**Source document**
By optimizing the unit commitment model in a day-ahead rolling manner, the daily optimal scheduling strategies for coal-fired generators PCG*, U*, Y*, and Z* can be obtained, which set up the operation plans of generators. Let \(C_d^{{\mathrm{UC}}}\) be the optimal objective value of the unit commitment model for the dth day, representing the daily costs of thermal coal. Thus, the total thermal coal consumption during N days can be calculated as follows:

$$Q^{{\mathrm{GCoal}}} = \mathop {\sum}\limits_{d = 1}^N {(C_d^{{\mathrm{UC}}}{\mathrm{/}}\lambda ^{{\mathrm{Coal}}}),}$$
(17)

where QGCoal is the total thermal coal consumption, and λCoal is the price of thermal coal.

Note that in the power balance constraint (8), the renewable power, the interchange tie-line power and the system load are collected from power grid companies in four provinces. Given a renewable power and electric heating scenario, we can input the renewable power data and net electric heating load data into the unit commitment model accordingly, and obtain the associated thermal coal consumption. For example, for the scenario with additional renewable energy, we proportionally expand the hourly renewable power data. Based on these data, the unit commitment model is optimized and the total thermal coal consumption for this scenario can be obtained. Due to data limitation, power transmission and distribution networks are not incorporated in the electricity dispatch model.

**Data lines**

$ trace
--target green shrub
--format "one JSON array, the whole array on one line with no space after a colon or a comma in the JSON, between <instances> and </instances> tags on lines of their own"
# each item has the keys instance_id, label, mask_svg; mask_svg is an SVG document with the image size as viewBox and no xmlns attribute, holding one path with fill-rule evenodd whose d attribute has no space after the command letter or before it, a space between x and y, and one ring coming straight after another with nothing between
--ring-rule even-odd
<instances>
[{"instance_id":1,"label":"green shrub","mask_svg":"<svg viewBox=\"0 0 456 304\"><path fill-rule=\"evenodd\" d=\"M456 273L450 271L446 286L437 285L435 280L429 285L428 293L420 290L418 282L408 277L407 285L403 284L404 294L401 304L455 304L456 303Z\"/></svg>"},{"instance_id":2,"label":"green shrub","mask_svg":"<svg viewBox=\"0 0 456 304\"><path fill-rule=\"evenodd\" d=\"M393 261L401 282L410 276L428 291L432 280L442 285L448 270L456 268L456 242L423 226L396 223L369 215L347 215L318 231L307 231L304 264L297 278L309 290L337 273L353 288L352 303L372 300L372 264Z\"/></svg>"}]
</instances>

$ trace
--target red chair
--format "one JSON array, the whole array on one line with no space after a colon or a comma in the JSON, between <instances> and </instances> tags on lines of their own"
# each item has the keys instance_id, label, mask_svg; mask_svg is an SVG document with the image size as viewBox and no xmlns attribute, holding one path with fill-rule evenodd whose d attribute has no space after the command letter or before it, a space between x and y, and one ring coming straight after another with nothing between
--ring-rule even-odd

**Given problem 1**
List the kinds of data that, according to the passage on thermal coal consumption, are collected from power grid companies for the power balance constraint (8).
**Given problem 2**
Rewrite the paragraph of the passage on thermal coal consumption that begins "Note that in the power balance constraint (8)" as a short bulleted list that keeps its main facts.
**Given problem 3**
Continue the passage on thermal coal consumption from its last sentence.

**Exercise result 1**
- Renewable power
- Interchange tie-line power
- System load

**Exercise result 2**
- Renewable power, interchange tie-line power and system load in power balance constraint (8) come from power grid companies in four provinces.
- For each renewable power and electric heating scenario, the renewable power data and net electric heating load data go into the unit commitment model, which then yields that scenario's thermal coal consumption.
- For the scenario with additional renewable energy, the hourly renewable power data are expanded proportionally before the model is optimized.
- Because of data limitations, the electricity dispatch model leaves out power transmission and distribution networks.

**Exercise result 3**
National carbon emission estimation

In this paper, we simulate the heating coal consumption QHCoal and electric heating load PElec by EnergyPlus in HB, HN, SD, and SX provinces. Due to data limitation, we estimate the total coal consumption in Northern China by expanding the results of the four provinces.

To estimate the heating coal consumption in Northern China, we firstly calculate the per capita heating coal consumption in the four provinces, which is assumed to equal that in Northern China:

$$\bar Q_{{\mathrm{NC}}}^{{\mathrm{HCoal}}} = \frac{{Q_{{\mathrm{HB}}}^{{\mathrm{HCoal}}} + Q_{{\mathrm{HN}}}^{{\mathrm{HCoal}}} + Q_{{\mathrm{SD}}}^{{\mathrm{HCoal}}} + Q_{{\mathrm{SX}}}^{{\mathrm{HCoal}}}}}{{(1 - p^{{\mathrm{PIR}}})(\rho _{{\mathrm{HB}}} + \rho _{{\mathrm{HN}}} + \rho _{{\mathrm{SD}}} + \rho _{{\mathrm{SX}}})}},$$
(18)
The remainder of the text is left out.